## The request
Read the records and write them out again exactly.

## The input
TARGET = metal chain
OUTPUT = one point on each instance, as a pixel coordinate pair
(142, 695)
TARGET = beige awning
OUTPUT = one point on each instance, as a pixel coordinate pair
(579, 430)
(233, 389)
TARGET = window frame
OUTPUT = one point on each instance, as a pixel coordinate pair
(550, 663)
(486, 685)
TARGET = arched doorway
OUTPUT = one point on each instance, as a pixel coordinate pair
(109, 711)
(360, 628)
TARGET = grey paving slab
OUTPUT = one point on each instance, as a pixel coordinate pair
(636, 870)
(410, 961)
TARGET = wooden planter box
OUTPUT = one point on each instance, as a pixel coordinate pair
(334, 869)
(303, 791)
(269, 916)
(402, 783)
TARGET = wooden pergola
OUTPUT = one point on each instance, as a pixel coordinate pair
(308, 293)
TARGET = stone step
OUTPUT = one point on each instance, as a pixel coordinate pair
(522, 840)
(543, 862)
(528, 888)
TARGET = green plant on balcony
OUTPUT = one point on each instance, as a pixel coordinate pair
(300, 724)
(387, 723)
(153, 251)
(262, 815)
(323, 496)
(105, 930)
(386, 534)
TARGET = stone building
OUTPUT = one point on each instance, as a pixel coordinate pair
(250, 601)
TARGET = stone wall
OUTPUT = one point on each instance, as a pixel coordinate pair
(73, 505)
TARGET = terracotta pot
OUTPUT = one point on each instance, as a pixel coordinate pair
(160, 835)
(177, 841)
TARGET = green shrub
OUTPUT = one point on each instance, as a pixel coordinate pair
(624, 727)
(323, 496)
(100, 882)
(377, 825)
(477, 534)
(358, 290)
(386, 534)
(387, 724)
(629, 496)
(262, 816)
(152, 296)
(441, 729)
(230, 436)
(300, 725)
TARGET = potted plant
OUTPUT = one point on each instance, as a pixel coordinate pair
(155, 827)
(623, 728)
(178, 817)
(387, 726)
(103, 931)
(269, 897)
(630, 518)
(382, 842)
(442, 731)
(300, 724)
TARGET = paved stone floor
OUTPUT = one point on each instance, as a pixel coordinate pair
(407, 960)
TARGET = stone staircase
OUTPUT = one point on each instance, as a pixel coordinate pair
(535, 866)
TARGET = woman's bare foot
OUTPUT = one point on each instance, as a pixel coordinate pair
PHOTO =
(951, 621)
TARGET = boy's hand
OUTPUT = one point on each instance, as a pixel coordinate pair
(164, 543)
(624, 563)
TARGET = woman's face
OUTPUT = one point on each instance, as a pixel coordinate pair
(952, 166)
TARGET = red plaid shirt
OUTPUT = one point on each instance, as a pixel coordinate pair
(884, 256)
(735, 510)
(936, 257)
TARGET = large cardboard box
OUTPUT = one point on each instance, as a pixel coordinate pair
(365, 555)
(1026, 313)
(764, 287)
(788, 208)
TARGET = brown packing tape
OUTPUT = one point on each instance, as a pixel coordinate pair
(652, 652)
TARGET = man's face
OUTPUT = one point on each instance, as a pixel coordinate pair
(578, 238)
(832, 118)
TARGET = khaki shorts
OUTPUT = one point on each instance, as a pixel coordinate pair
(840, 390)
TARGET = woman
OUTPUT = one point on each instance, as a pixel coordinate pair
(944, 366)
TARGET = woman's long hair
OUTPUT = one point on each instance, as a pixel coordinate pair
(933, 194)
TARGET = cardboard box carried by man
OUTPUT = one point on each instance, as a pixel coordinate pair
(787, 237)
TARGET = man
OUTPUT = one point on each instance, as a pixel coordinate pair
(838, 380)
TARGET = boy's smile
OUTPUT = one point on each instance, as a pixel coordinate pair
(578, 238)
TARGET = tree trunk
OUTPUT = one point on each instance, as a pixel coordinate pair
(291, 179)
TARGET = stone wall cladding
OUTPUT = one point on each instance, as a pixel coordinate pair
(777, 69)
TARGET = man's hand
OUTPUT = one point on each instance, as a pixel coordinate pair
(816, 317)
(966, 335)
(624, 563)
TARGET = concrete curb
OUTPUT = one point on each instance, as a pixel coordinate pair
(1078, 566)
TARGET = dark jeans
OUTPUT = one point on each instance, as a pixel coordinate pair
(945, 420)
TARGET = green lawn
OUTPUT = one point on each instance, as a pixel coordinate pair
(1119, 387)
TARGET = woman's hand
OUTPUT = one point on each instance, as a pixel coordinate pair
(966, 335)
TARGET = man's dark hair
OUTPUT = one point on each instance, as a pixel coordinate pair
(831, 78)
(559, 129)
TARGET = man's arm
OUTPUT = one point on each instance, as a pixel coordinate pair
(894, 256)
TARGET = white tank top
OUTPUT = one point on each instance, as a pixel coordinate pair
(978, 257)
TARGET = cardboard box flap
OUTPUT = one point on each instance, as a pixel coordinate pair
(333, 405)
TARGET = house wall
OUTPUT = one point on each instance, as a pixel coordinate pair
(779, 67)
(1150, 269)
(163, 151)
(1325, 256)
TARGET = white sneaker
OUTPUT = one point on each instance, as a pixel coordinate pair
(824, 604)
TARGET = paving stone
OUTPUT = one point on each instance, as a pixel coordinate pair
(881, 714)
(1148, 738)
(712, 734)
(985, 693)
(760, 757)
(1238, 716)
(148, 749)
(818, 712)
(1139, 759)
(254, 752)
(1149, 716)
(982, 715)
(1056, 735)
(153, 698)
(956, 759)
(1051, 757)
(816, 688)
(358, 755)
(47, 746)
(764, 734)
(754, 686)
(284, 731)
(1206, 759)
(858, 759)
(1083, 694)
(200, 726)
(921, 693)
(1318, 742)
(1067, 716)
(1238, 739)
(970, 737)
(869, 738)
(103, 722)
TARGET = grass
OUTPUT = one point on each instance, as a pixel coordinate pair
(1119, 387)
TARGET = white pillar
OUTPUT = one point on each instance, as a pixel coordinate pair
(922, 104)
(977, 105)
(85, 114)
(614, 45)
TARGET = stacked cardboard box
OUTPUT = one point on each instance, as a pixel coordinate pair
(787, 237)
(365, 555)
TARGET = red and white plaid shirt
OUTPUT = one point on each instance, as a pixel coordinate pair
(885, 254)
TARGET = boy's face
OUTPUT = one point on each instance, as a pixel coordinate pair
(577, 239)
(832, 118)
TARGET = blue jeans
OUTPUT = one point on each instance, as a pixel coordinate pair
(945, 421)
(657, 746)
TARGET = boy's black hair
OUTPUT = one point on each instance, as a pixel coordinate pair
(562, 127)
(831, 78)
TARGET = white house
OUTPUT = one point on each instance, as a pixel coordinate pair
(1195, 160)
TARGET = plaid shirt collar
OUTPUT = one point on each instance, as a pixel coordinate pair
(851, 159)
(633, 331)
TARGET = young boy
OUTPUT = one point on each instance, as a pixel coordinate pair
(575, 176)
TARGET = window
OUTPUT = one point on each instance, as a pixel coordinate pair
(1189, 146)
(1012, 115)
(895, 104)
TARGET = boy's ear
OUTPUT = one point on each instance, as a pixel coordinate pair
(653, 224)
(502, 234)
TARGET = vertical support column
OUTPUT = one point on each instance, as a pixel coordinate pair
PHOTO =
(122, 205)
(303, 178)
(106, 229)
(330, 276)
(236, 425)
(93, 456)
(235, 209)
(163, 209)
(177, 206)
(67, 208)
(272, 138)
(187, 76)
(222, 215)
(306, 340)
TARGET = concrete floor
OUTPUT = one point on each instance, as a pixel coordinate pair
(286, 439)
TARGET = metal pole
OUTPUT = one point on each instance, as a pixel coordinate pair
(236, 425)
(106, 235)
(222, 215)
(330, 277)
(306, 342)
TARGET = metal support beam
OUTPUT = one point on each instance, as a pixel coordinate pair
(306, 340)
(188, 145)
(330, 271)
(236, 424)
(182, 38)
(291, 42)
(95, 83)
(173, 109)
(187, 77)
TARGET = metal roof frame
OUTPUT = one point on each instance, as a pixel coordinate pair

## The solution
TARGET = metal chain
OUTPUT = one point on each instance, as a pixel coordinate pair
(142, 695)
TARGET = beige awning
OUTPUT = one point on each instance, as a pixel coordinate pair
(579, 430)
(233, 389)
TARGET = window frame
OUTPUT = one point on each instance, as a pixel coordinate pair
(550, 663)
(486, 685)
TARGET = arched doorway
OUTPUT = one point on each instance, as a pixel coordinate pair
(109, 711)
(360, 628)
TARGET = grey paving slab
OUTPUT = one point on each instance, as a pixel coordinate pair
(636, 870)
(410, 961)
TARGET = wooden planter box
OUTPUT = one point on each instance, as a pixel coordinate pair
(334, 869)
(303, 791)
(269, 916)
(402, 783)
TARGET = wooden pergola
OUTPUT = one point on each instance, as a pixel coordinate pair
(308, 293)
TARGET = stone step
OUTPUT = one point on each instance, as a pixel coordinate pair
(522, 840)
(543, 862)
(528, 888)
TARGET = green plant on balcony
OUTPUT = one point on each instance, as a pixel coordinate pair
(300, 724)
(387, 723)
(153, 251)
(262, 815)
(323, 496)
(105, 930)
(386, 534)
TARGET = stone building
OUTPUT = one point on each instance, as a pixel coordinate pair
(250, 601)
TARGET = stone wall
OUTPUT = one point on each instance, as a pixel coordinate pair
(73, 505)
TARGET = terracotta pot
OUTPUT = one point on each instance, as a pixel coordinate pair
(160, 835)
(177, 841)
TARGET = green shrub
OUTPUT = one point on each instance, as a pixel coordinate pair
(624, 727)
(323, 496)
(100, 882)
(377, 825)
(477, 534)
(358, 290)
(386, 534)
(387, 724)
(629, 496)
(262, 816)
(152, 296)
(441, 729)
(230, 436)
(300, 725)
TARGET = potted plant
OUTPUT = one point on each instance, as a pixel coordinate pair
(155, 827)
(623, 728)
(178, 817)
(387, 726)
(103, 931)
(269, 897)
(630, 518)
(382, 842)
(442, 731)
(300, 724)
TARGET = paved stone floor
OUTPUT = one point on each instance, as a pixel coordinate pair
(407, 960)
TARGET = stone staircase
OUTPUT = one point on each instance, as a pixel coordinate pair
(535, 866)
TARGET = woman's bare foot
OUTPUT = one point on each instance, as a pixel coordinate pair
PHOTO =
(951, 621)
TARGET = boy's hand
OUTPUT = one point on each instance, as a pixel coordinate pair
(164, 543)
(624, 563)
TARGET = woman's face
OUTPUT = one point on each instance, as a pixel coordinate pair
(952, 166)
TARGET = red plaid shirt
OUTPUT = one point on each instance, as a pixel coordinate pair
(884, 256)
(735, 510)
(936, 257)
TARGET = large cardboard box
OUTPUT = one point on each instance, as a pixel coordinate pair
(365, 555)
(1026, 313)
(764, 287)
(788, 208)
TARGET = brown packing tape
OUTPUT = one point on each instance, as a pixel coordinate pair
(652, 652)
TARGET = man's face
OUTPUT = one point on each instance, as a pixel coordinate pair
(578, 238)
(832, 118)
TARGET = khaki shorts
OUTPUT = one point on each instance, as a pixel coordinate pair
(840, 390)
TARGET = woman
OUTPUT = one point on each instance, as a pixel coordinate pair
(944, 366)
TARGET = woman's long hair
OUTPUT = one point on each instance, as a pixel coordinate pair
(933, 194)
TARGET = cardboard box carried by man
OUTPUT = one point on each instance, as a pixel coordinate pair
(787, 237)
TARGET = man
OUTPUT = one point on each instance, as a pixel coordinate pair
(838, 380)
TARGET = boy's smile
OUTPUT = one point on each instance, as a pixel coordinate pair
(578, 238)
TARGET = tree trunk
OUTPUT = one point on each instance, as a pixel coordinate pair
(291, 179)
TARGET = stone wall cladding
OUTPUT = one point on each instance, as a pixel coordinate pair
(777, 69)
TARGET = man's hand
OUTPUT = one point on each instance, as a pixel coordinate pair
(816, 317)
(966, 335)
(624, 563)
TARGET = concrete curb
OUTPUT = one point on each instance, as a pixel coordinate pair
(1078, 566)
TARGET = dark jeans
OUTPUT = one point on each instance, as a pixel coordinate pair
(945, 420)
TARGET = green lawn
OUTPUT = one point on each instance, as a pixel coordinate pair
(1119, 387)
TARGET = woman's hand
OUTPUT = one point on each instance, as a pixel coordinate pair
(966, 335)
TARGET = man's dark hair
OUTPUT = one point on each instance, as a pixel coordinate pair
(831, 78)
(559, 129)
TARGET = man's arm
OUTPUT = one point on each instance, as a pixel coordinate pair
(894, 256)
TARGET = white tank top
OUTPUT = one point on each instance, as a pixel coordinate pair
(978, 257)
TARGET = cardboard box flap
OUTPUT = one point on each instance, as a pixel coordinate pair
(333, 405)
TARGET = house wall
OUTPUT = one point on each instance, as a pixel coordinate pair
(779, 67)
(1150, 269)
(163, 151)
(1325, 256)
TARGET = white sneaker
OUTPUT = one point on each instance, as a pixel coordinate pair
(824, 604)
TARGET = paving stone
OUTPUT = one point on each instance, as a pixel coordinate pair
(881, 714)
(1148, 738)
(712, 734)
(985, 693)
(760, 757)
(1238, 716)
(148, 749)
(818, 712)
(1139, 759)
(254, 752)
(1149, 716)
(982, 715)
(1056, 735)
(153, 698)
(956, 759)
(1051, 757)
(816, 688)
(358, 755)
(47, 746)
(764, 734)
(754, 686)
(284, 731)
(1206, 759)
(858, 759)
(1083, 694)
(200, 726)
(921, 693)
(1318, 742)
(1067, 716)
(1238, 739)
(970, 737)
(869, 738)
(103, 722)
TARGET = grass
OUTPUT = one point on each instance, as a pixel coordinate pair
(1119, 387)
TARGET = white pillar
OUTPUT = one point on each instance, as a pixel coordinate pair
(922, 104)
(977, 105)
(85, 114)
(614, 45)
TARGET = stacked cardboard box
OUTPUT = one point on each instance, as a pixel coordinate pair
(787, 237)
(365, 555)
TARGET = red and white plaid shirt
OUTPUT = one point on each instance, as a pixel coordinate pair
(885, 254)
TARGET = boy's face
OUTPUT = one point on each instance, as a pixel coordinate pair
(577, 239)
(832, 118)
TARGET = blue jeans
OUTPUT = one point on each instance, as a pixel coordinate pair
(945, 421)
(657, 746)
TARGET = boy's black hair
OUTPUT = one point on each instance, as a pixel coordinate pair
(562, 127)
(831, 78)
TARGET = white house
OUTPUT = one point on each instance, as a pixel coordinate pair
(1195, 160)
TARGET = plaid shirt collar
OUTPUT = one point on each instance, as a pixel coordinate pair
(851, 159)
(633, 331)
TARGET = young boy
OUTPUT = one point on each instance, as a pixel coordinate pair
(575, 176)
TARGET = window
OUTPUT = one point on each instance, as a pixel coordinate pair
(1189, 146)
(1012, 115)
(895, 104)
TARGET = boy's ear
OUTPUT = one point on each instance, as a pixel coordinate pair
(653, 224)
(502, 234)
TARGET = vertical support column
OUTPUT = one point on each instance, as a pixel coordinate pair
PHOTO =
(122, 205)
(303, 178)
(106, 229)
(330, 276)
(236, 425)
(93, 456)
(235, 209)
(163, 209)
(177, 206)
(67, 208)
(272, 138)
(187, 76)
(222, 215)
(306, 340)
TARGET = concrete floor
OUTPUT = one point on each instance, as a pixel coordinate pair
(286, 439)
TARGET = metal pole
OUTPUT = one point on each instance, as a pixel coordinate pair
(236, 425)
(106, 235)
(222, 215)
(330, 277)
(306, 342)
TARGET = metal support beam
OUTPUT = one point on each instance, as a pixel coordinate pair
(306, 340)
(188, 145)
(330, 271)
(236, 424)
(182, 38)
(291, 42)
(95, 83)
(173, 109)
(187, 77)
TARGET = metal roof frame
OUTPUT = one point on each instance, as a pixel coordinate pair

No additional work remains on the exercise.